Page
— start —

We add *process noise*.

Reiterating the Kalman filter again in all its glory, let's reduce it again, but this time include the process noise term.

$$\begin{eqnarray*}
\hat{\vec{x}}^-_i&=&\M A\hat{\vec{x}}_{i-1} \\
\MM{P}{^-_i}&=&\M A\MM{P}{_i-1}\M A^T+\M Q \\
\M K&=&\MM{P}{^-_i}\M H^T\left(\M H \MM{P}{^-_i}\M H^T+\M R\right)^{-1} \\
\hat{\vec{x}}_i&=&\hat{\vec{x}}^-_i+\M K\left(\vec{z}_i-\M H\hat{\vec{x}}^-_i\right) \\
\MM P{_i}&=&\left(\M 1-\M K\M H\right)\MM{P}{^-_i} \\
\end{eqnarray*}$$

Once again, a cancelfest:

$$\begin{eqnarray*}
x^-_i&=&x_{i-1}\\
P^-_i&=&P_{i-1}+Q \\
K_i&=&\frac{P^-_i}{P^-_i+R}\\
x_i&=&x^-_i+K_i(z_i-x^-_i)\\
P_i&=&(1-K_i)P^-_i
\end{eqnarray*}$$    

Now the estimate covariance never collapses to zero. In fact, it never decreases below the process covariance $Q$, which is what we would expect. If the process really is uncertain, our estimate can never be less than that uncertainty.

— end —

Stored records

— start —

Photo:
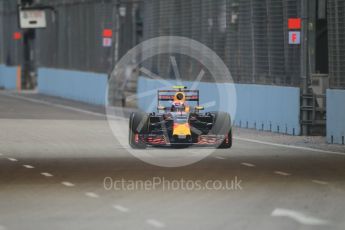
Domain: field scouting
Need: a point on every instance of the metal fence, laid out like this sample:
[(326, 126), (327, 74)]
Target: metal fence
[(249, 35), (73, 37), (336, 43)]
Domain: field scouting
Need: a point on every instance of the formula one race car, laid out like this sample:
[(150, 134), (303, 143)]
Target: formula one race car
[(177, 123)]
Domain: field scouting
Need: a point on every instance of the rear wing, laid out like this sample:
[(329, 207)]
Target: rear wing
[(168, 95)]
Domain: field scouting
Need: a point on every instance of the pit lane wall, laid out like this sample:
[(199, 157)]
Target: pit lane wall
[(8, 77), (335, 116), (261, 107), (75, 85)]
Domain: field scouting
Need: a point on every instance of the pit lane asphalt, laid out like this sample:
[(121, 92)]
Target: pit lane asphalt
[(54, 161)]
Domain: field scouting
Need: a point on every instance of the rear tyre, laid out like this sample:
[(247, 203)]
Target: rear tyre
[(137, 126), (222, 126)]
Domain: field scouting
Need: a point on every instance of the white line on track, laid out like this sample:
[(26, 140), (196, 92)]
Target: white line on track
[(282, 173), (91, 194), (320, 182), (67, 184), (120, 208), (47, 174), (297, 216), (12, 159), (28, 166), (155, 223), (220, 158), (247, 164), (288, 146)]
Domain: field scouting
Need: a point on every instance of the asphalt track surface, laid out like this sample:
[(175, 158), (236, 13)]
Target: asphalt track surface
[(54, 161)]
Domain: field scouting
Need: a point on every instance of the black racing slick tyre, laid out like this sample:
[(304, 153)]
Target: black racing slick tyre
[(137, 126), (222, 126)]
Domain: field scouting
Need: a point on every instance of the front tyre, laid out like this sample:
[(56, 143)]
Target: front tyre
[(222, 126), (137, 126)]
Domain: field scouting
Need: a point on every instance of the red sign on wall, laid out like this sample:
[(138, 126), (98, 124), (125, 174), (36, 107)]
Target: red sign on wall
[(107, 33), (294, 23), (17, 35)]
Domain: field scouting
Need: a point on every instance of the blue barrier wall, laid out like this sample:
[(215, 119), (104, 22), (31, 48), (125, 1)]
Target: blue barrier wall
[(269, 108), (335, 116), (8, 77), (81, 86)]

— end —

Exercise goal
In the Kalman filter text above, do statements 1 to 3 agree with it? Answer yes or no for each and quote the words that decide it.
1. The reduction this time includes the process noise term.
2. The estimate covariance eventually collapses to zero.
3. The estimate covariance never decreases below the process covariance Q.

Task result
1. Yes: "let's reduce it again, but this time include the process noise term"
2. No: "Now the estimate covariance never collapses to zero."
3. Yes: "it never decreases below the process covariance $Q$"